*** Opening of Records for the exercise ***

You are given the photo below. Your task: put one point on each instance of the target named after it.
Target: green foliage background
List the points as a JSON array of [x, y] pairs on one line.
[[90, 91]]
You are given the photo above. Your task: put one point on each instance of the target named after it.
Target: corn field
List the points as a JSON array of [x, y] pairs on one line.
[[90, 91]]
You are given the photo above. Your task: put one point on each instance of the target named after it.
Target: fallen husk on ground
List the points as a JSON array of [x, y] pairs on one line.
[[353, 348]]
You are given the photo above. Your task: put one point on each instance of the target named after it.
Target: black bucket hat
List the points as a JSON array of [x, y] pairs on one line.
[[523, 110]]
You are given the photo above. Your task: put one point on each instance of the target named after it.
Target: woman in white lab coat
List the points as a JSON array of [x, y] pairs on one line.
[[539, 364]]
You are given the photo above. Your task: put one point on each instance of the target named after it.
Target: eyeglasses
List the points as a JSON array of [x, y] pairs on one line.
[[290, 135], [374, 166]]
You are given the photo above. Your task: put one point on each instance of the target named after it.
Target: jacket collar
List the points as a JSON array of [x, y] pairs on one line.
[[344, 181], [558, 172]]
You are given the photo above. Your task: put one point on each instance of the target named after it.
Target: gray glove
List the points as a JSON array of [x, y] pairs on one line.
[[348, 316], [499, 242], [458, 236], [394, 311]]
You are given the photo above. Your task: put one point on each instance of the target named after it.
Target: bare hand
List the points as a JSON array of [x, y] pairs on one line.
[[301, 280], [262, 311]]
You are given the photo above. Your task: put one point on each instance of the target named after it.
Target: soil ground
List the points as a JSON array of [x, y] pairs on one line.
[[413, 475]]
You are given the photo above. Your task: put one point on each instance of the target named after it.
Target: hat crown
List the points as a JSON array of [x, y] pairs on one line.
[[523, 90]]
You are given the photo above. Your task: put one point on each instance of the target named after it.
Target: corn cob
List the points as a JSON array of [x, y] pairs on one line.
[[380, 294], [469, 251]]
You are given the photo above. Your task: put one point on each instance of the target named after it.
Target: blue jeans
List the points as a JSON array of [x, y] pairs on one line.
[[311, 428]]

*** Close of Records for the exercise ***

Exercise directions:
An exact copy of the listing above is what this exercise asks for.

Response box:
You are given the photo below. Your task: put one point on each instance of the target named after it.
Target: green foliage background
List the points as a JSON array of [x, y] pairs on one line.
[[90, 91]]
You are given the photo above. Your task: put one point on each instance of the target named after it.
Target: corn field
List the points as a JSON array of [x, y] pairs on one line.
[[90, 91]]
You are given the photo above. Your task: put one point on each instance of the target named after it.
Target: fallen husk on ground
List the points as a JSON array of [x, y] pairs on one line.
[[353, 348]]
You are given the photo above. Your task: put one point on each instance of the target named after it.
Target: black bucket hat
List the points as a JSON array of [x, y] pairs on one line.
[[523, 110]]
You are given the photo above. Your task: put one point on each instance of the target named after it.
Target: woman in white lab coat
List the points as a JSON array of [x, y] pairs on one line.
[[539, 364]]
You are given the photo above. Your task: put one point on each instance of the target named after it.
Target: eyeglasses
List the points as a JSON array of [x, y] pairs on one line.
[[290, 135], [374, 166]]
You are given the photo above. Your task: put one point on each instance of the target named after it.
Target: jacket collar
List the points as a JSON array of [x, y] pairs on one line.
[[344, 181], [558, 172]]
You are given the photo above. Your task: put one point on each instance of the target named after it.
Target: gray glove
List the points as a JSON array of [x, y] pairs on one line.
[[348, 316], [499, 242], [458, 236], [394, 311]]
You are given the photo above. Your task: put one point on each instance of the target named after it.
Target: bare hand
List the points as a JSON array of [x, y] pairs on one line.
[[301, 280], [262, 311]]
You are given the photo above. Your task: put one point on each instance of the target named after it.
Target: soil ground
List the points as a JSON array of [x, y] pairs on one line.
[[413, 475]]
You are given the photo above. Your task: put one point on each instance of the target named after it.
Target: hat crown
List the points as a JSON array of [x, y] pairs on one line.
[[523, 90]]
You are given the photo above. Your task: put one point on each instance of the target named after it.
Target: corn cob
List the points as a JSON array of [x, y] pairs on one line.
[[380, 294], [469, 251]]
You are given the photo above. Your task: put one point on each instance of the target named after it.
Target: blue jeans
List the points as a JSON array of [x, y] pairs on one line.
[[311, 428]]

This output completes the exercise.